= AVAILABLE RECORDS =
* * *
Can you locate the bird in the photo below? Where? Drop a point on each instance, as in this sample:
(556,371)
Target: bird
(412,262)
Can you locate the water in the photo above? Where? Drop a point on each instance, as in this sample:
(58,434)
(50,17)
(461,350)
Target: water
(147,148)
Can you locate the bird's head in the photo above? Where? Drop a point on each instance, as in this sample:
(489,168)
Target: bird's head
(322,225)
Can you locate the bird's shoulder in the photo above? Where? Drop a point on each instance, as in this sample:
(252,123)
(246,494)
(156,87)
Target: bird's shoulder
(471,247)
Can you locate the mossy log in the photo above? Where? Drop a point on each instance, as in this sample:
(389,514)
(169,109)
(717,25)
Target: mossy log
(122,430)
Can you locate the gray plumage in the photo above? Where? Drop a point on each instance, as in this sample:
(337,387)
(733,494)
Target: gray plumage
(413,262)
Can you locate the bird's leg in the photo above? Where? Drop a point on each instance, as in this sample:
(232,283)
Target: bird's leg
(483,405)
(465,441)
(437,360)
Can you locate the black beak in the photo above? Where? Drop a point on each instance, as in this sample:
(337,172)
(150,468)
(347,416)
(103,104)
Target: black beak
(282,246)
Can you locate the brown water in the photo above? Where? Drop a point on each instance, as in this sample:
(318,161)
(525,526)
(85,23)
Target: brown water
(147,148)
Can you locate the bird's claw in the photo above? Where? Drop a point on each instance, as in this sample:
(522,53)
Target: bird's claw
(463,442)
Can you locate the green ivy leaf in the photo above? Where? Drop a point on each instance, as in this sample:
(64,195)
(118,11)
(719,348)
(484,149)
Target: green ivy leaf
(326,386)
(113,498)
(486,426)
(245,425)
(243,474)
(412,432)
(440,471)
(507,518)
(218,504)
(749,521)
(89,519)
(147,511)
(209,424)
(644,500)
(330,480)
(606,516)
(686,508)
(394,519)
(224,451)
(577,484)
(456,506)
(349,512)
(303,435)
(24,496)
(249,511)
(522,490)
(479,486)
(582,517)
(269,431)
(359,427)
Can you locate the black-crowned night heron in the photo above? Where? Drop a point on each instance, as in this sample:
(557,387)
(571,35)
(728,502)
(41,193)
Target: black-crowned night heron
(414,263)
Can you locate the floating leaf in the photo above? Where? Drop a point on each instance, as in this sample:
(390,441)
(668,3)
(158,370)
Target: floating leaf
* * *
= WHAT THE TASK REQUIRES =
Nothing but the lines from the one with "Can you locate the bird's shoulder" through the last line of the records above should be retyped, and those word for word.

= OUTPUT OF THE TASK =
Can you locate the bird's shoulder in the photo above? Where? Drop a point on each instance, as in this sample:
(252,123)
(246,494)
(156,87)
Target: bird's shoulder
(471,247)
Can you locate the mossy log in the photo above? Where? Drop a point on each instance, as in this sample:
(389,514)
(169,109)
(717,25)
Target: mossy log
(122,430)
Can you locate the gray plumage in the photo above? Where? Drop a point on each instance, as in this sample:
(337,387)
(733,494)
Target: gray plumage
(413,262)
Can you locate the bird's leg in the photo above? Where? Drop a point on each instance, as in this sample:
(232,283)
Target: bird's leg
(483,405)
(465,441)
(437,360)
Can you locate the black beak in the photo above? Where? Drop a point on each instance, as in this sample:
(337,172)
(150,468)
(347,416)
(103,104)
Target: black beak
(282,246)
Can you locate the brown water in the photo above? Where? Drop a point on each instance, as in this sample:
(318,161)
(525,526)
(85,23)
Target: brown water
(147,148)
Can you locate the bird's claw in the photo above? Where? Drop a point on each instance, as in this sample:
(522,53)
Target: bird's claw
(463,442)
Can you locate the green ivy leaf in the photo above? Where? Drop a point on each instance, as in this sample:
(64,195)
(118,11)
(719,348)
(484,149)
Target: green ivy leaf
(326,386)
(113,498)
(486,426)
(245,425)
(243,474)
(412,432)
(440,471)
(507,518)
(218,504)
(749,521)
(89,519)
(147,511)
(209,424)
(644,500)
(330,480)
(606,516)
(686,508)
(394,519)
(224,451)
(577,484)
(456,506)
(349,512)
(303,435)
(24,496)
(249,511)
(522,490)
(479,486)
(582,517)
(269,431)
(359,427)
Can you locate the black-crowned night heron in the photo above? Where? Drop a point on each instance, as in this sample:
(557,387)
(571,35)
(728,502)
(41,193)
Target: black-crowned night heron
(414,263)
Can you locate the floating leaf in the photo above? Where? Drop a point on each instance, as in this sample:
(390,441)
(668,3)
(158,370)
Target: floating leaf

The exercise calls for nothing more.